--- start of RECORD SET ---

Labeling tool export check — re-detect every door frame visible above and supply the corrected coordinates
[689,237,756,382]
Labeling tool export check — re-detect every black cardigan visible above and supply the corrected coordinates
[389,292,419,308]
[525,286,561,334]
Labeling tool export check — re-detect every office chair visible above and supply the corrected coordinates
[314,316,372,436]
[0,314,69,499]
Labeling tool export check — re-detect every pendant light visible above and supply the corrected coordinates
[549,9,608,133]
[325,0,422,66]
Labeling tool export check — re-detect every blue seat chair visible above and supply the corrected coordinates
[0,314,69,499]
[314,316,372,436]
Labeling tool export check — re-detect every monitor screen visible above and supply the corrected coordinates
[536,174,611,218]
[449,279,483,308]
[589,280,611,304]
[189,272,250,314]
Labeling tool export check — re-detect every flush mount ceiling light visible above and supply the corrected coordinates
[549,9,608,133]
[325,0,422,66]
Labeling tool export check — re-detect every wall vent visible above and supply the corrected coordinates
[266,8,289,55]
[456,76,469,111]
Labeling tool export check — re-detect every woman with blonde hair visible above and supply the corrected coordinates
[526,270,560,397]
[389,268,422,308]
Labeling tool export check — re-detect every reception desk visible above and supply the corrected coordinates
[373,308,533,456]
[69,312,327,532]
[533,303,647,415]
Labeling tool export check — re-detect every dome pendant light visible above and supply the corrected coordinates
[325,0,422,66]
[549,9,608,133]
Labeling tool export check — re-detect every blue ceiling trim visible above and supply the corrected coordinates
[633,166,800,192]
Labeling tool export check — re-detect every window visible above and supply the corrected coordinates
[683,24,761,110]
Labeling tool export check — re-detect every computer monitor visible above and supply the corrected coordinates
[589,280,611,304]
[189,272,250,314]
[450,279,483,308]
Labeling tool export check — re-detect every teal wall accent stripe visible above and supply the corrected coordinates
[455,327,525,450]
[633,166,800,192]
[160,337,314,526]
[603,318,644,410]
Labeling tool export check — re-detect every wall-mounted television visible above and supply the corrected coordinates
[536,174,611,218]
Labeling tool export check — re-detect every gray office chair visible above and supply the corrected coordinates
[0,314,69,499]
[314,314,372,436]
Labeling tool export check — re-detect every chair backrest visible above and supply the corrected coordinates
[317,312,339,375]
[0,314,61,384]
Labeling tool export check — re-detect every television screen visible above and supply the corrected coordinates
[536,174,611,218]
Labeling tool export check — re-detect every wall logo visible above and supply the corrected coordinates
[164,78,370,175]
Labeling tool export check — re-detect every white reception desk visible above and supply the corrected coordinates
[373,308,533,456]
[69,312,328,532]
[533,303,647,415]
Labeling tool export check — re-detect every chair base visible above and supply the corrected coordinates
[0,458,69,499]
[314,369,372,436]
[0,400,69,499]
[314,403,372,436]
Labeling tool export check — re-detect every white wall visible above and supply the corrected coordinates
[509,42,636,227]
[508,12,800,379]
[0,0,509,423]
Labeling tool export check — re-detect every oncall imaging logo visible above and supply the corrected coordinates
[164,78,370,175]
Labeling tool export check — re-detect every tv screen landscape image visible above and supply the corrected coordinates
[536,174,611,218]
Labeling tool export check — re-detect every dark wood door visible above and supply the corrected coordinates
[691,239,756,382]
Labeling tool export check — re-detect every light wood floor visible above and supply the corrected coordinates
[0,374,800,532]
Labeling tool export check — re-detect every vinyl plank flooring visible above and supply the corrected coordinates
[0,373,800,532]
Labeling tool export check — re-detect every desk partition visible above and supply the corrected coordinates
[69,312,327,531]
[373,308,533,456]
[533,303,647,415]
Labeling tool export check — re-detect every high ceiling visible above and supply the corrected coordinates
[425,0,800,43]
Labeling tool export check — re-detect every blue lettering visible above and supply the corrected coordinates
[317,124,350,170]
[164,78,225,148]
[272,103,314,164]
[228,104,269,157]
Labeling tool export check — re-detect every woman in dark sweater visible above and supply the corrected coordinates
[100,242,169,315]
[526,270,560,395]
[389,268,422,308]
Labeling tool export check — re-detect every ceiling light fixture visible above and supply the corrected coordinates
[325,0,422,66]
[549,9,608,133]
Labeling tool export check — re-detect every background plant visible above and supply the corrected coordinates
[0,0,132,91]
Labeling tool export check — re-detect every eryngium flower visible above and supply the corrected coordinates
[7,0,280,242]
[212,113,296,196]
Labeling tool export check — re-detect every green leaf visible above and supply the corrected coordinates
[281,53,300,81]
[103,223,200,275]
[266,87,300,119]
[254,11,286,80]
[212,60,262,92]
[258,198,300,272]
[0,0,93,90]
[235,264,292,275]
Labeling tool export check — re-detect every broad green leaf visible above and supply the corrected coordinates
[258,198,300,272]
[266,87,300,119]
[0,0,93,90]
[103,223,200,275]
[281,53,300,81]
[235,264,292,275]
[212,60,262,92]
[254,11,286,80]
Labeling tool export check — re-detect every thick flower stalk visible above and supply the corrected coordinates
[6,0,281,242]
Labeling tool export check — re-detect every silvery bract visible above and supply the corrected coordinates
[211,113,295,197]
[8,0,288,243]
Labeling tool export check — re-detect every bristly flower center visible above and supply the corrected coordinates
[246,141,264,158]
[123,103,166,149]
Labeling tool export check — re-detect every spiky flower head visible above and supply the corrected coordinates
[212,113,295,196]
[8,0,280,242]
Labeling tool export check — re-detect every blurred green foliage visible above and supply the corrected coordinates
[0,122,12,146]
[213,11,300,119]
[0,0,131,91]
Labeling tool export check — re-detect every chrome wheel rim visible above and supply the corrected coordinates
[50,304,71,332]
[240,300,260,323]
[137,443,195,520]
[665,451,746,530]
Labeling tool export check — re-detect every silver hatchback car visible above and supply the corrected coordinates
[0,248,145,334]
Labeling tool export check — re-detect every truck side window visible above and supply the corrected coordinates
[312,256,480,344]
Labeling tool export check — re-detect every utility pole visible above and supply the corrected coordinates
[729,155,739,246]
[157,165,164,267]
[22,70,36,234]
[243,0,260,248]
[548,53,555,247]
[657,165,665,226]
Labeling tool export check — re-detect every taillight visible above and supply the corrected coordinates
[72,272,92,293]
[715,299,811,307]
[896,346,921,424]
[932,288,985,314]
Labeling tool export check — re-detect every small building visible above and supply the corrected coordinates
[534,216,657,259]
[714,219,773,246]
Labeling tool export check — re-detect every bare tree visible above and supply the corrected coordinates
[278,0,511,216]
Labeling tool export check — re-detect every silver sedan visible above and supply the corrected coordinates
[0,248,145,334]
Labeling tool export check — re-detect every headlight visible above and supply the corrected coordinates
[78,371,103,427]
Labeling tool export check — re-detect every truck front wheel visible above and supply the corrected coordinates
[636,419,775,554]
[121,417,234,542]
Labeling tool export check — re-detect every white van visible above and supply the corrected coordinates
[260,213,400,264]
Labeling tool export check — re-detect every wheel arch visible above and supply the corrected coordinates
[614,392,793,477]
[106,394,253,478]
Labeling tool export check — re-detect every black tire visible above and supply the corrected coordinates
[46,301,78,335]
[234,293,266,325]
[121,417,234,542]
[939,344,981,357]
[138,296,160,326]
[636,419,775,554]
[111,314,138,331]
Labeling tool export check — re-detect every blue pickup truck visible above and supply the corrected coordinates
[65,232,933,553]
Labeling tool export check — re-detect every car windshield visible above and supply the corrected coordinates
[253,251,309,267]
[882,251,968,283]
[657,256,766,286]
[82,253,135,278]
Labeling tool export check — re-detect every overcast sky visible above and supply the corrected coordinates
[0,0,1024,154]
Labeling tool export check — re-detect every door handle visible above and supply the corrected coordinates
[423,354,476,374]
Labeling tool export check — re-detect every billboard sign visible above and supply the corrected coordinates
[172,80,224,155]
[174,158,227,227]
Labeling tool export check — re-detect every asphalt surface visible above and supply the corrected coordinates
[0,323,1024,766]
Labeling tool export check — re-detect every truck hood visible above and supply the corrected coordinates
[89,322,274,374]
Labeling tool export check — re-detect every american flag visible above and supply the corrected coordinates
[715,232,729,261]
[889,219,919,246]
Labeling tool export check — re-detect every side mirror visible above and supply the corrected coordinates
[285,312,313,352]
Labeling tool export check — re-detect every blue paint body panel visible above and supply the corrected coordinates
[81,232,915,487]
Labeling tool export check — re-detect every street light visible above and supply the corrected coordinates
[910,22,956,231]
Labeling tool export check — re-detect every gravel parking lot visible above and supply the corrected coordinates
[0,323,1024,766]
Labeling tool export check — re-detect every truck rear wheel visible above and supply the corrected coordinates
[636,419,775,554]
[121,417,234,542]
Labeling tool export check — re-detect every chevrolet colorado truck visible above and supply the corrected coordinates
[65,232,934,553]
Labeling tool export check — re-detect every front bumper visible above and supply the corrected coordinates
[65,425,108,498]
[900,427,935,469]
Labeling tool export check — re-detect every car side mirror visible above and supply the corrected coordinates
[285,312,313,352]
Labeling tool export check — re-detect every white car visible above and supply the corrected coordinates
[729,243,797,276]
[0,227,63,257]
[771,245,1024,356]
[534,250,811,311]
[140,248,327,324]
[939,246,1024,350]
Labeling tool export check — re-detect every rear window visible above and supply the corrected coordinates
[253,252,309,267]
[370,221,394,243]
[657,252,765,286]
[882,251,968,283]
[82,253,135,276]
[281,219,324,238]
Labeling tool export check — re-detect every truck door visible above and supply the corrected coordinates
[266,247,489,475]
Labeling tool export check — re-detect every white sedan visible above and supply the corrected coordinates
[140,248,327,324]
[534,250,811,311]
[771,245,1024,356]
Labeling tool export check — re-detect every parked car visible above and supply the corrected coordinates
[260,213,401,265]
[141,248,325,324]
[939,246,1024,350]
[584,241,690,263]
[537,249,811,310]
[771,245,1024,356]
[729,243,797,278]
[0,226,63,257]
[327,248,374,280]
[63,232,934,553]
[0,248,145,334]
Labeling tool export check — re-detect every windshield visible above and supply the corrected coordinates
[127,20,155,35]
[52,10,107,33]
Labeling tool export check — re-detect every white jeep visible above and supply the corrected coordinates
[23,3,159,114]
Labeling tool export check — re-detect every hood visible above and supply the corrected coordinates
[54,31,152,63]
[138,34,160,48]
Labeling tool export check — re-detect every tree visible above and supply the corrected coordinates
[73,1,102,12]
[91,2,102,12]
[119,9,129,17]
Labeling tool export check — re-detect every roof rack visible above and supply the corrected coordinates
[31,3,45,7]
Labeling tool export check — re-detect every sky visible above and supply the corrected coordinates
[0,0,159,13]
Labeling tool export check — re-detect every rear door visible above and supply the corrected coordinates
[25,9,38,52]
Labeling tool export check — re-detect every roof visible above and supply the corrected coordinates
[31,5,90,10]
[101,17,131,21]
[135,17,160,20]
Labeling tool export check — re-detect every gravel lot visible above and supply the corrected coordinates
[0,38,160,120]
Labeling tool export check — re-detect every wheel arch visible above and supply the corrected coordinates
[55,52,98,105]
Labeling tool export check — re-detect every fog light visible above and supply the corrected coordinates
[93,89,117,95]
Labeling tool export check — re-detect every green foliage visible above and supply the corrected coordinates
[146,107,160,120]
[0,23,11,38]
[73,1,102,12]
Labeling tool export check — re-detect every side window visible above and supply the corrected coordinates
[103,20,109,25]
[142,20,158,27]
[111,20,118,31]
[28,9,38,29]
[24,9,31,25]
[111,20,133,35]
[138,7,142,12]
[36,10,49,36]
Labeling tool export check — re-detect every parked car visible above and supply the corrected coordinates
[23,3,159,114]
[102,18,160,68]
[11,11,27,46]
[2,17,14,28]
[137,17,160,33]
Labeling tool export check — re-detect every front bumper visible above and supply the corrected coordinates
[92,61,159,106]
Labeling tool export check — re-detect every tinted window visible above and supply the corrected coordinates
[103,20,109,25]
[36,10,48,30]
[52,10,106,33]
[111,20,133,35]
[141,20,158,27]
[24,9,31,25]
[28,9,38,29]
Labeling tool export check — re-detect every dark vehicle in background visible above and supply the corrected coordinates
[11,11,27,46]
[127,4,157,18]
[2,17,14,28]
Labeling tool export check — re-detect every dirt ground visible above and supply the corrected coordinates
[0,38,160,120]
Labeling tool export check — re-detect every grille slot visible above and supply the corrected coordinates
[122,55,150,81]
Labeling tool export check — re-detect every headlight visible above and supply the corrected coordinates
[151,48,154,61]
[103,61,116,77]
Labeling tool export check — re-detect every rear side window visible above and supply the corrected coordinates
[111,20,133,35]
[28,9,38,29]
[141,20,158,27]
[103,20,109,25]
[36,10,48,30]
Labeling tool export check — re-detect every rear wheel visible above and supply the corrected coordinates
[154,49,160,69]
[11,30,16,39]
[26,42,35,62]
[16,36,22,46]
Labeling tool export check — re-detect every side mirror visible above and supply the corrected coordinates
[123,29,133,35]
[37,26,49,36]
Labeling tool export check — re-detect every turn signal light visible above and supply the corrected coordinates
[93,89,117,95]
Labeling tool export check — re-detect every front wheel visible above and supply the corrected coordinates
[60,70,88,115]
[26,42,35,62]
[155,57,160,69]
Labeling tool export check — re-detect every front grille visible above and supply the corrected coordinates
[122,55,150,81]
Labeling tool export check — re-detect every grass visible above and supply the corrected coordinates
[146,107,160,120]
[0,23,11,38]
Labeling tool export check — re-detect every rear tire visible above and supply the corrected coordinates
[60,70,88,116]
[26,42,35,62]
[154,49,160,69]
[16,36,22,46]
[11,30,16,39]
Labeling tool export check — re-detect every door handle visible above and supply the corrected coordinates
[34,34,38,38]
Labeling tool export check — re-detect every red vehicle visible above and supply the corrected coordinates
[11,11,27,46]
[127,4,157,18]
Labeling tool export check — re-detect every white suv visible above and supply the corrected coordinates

--- end of RECORD SET ---

- STATED EXERCISE: Your task is to reproduce, exactly and exclusively, the lines from the one holding "Labeling tool export check — re-detect every front grille" through the final line of the listing.

- EXERCISE RESPONSE:
Labeling tool export check — re-detect every front grille visible above and supply the corrected coordinates
[122,55,150,81]
Labeling tool export check — re-detect every grass visible above and supply the corrected coordinates
[146,107,160,120]
[0,23,11,38]
Labeling tool export check — re-detect every rear tire visible above and supply the corrected coordinates
[60,70,88,116]
[26,42,35,62]
[154,49,160,69]
[16,36,22,46]
[11,30,16,39]
Labeling tool export check — re-detect every door handle visible above and supply the corrected coordinates
[34,34,38,38]
Labeling tool export check — re-detect every red vehicle visible above and supply the corrected coordinates
[11,11,27,46]
[127,4,157,18]
Labeling tool export check — re-detect every white suv visible above and supply the corrected coordinates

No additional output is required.